Passage
LUNG CANCER REMAINS the leading cause of cancer death in the U.S., but for locally advanced or metastatic non-small cell lung cancer (NSCLC), treatment options have expanded in the past decade. Data from a clinical trial show two of these regimens used together can improve survival for people whose cancer expresses certain mutations, but the combination could come with quality-of-life trade-offs.
In August 2024, the Food and Drug Administration (FDA) approved the combination of Rybrevant (amivantamab) and Lazcluze (lazertinib) as a first-line treatment for advanced NSCLC that tested positive for either of two specific EGFR mutations. This approval was based on data from the phase III MARIPOSA trial, published June 26, 2024, in the New England Journal of Medicine, which included 1,074 people with locally advanced or metastatic EGFR-positive NSCLC. Researchers found that people who received the combination had median progression-free survival of 23.7 months, compared with 16.6 months in those who received standard care, which was Tagrisso (osimertinib). The combination reduced the risk of disease progression or death by 30% compared with Tagrisso.
In an updated analysis presented in March at the 2025 European Lung Cancer Congress, researchers provided overall survival data from the trial. After three and a half years, 56% of the people on the combination of Rybrevant and Lazcluze were alive, compared with 44% of those in the Tagrisso group. The median overall survival of people who received Tagrisso was 36.7 months, while the median in the combination regimen group was not reached. “Patients need to know whether the progression-free survival ultimately translates into [longer] overall survival because this is what they and their physicians are most concerned about,” says trial investigator James Chih-Hsin Yang, director of the National Taiwan University Cancer Center in Taipei.

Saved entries

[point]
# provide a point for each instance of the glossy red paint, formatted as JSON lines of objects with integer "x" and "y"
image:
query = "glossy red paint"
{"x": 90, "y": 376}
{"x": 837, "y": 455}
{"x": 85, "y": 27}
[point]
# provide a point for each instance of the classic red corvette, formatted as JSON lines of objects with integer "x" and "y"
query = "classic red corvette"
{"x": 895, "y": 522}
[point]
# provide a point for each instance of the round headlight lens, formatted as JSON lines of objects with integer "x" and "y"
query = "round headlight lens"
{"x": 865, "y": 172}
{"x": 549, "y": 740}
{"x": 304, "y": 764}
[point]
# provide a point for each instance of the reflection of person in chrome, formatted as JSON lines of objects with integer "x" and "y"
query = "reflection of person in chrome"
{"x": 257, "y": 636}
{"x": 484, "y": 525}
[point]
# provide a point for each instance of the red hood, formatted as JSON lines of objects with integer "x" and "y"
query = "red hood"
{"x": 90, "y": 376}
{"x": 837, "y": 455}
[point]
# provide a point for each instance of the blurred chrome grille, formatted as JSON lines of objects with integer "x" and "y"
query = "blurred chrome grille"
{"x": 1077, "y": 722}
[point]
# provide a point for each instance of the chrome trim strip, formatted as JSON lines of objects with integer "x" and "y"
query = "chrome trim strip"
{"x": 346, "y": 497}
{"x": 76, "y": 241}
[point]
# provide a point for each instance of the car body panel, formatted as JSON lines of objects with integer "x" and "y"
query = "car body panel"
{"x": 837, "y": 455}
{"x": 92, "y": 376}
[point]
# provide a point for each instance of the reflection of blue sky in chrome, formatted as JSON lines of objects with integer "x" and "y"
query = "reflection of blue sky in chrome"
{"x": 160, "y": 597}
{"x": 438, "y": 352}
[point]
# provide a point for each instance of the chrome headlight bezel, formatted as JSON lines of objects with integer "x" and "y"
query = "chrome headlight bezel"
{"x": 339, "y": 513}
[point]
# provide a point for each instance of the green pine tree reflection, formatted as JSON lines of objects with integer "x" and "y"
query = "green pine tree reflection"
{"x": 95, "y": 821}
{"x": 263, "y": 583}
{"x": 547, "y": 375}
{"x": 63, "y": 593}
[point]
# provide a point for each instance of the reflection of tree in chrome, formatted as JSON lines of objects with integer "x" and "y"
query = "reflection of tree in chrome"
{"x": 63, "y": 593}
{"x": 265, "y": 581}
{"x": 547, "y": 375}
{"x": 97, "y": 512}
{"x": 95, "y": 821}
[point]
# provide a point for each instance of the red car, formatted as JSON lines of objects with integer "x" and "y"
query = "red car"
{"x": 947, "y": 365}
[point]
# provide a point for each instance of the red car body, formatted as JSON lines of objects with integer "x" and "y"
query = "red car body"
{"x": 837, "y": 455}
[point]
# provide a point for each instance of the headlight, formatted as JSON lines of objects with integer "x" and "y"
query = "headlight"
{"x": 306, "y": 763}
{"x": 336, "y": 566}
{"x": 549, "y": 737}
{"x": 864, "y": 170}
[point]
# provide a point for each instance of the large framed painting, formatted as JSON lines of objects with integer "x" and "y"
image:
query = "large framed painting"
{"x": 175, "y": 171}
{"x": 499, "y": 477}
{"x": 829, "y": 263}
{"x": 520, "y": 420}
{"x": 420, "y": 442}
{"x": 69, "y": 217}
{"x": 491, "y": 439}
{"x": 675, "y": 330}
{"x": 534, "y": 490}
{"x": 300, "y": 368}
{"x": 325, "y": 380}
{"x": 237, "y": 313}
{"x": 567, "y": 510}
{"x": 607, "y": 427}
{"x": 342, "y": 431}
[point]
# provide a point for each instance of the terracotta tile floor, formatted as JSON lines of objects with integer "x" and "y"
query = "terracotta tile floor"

Task details
Repeat the passage on lung cancer treatment word for word, starting at "In an updated" and ending at "Center in Taipei.".

Problem solution
In an updated analysis presented in March at the 2025 European Lung Cancer Congress, researchers provided overall survival data from the trial. After three and a half years, 56% of the people on the combination of Rybrevant and Lazcluze were alive, compared with 44% of those in the Tagrisso group. The median overall survival of people who received Tagrisso was 36.7 months, while the median in the combination regimen group was not reached. “Patients need to know whether the progression-free survival ultimately translates into [longer] overall survival because this is what they and their physicians are most concerned about,” says trial investigator James Chih-Hsin Yang, director of the National Taiwan University Cancer Center in Taipei.